Given entries:
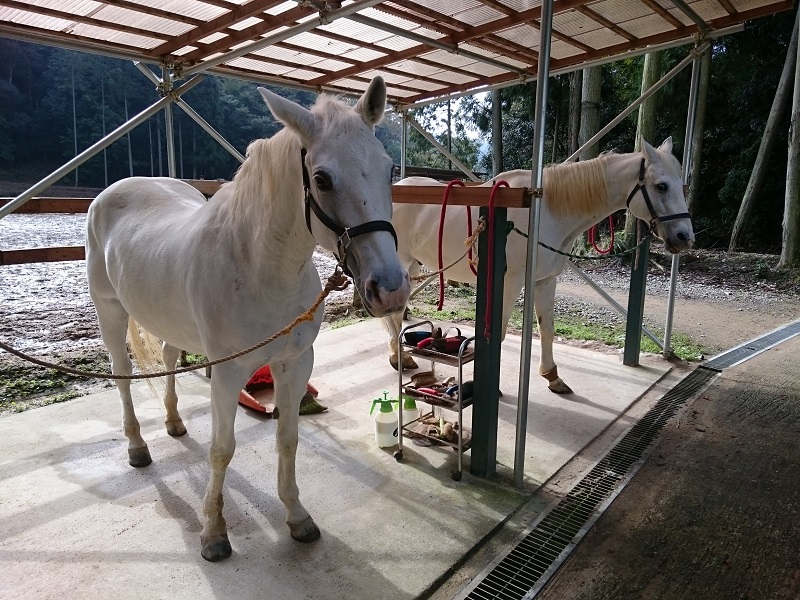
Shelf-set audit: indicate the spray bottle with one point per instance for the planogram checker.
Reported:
(385, 422)
(410, 410)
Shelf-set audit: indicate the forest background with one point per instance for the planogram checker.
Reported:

Required action: The answer must be an exact restatement of all the records, with no pictures included.

Final answer:
Shelf-set audit: indicate the spray bottle with one point per instance for the planogram checker.
Reported:
(385, 422)
(410, 410)
Shelf-set audit: indicate the forest background with one point per instance for the planogram checker.
Reported:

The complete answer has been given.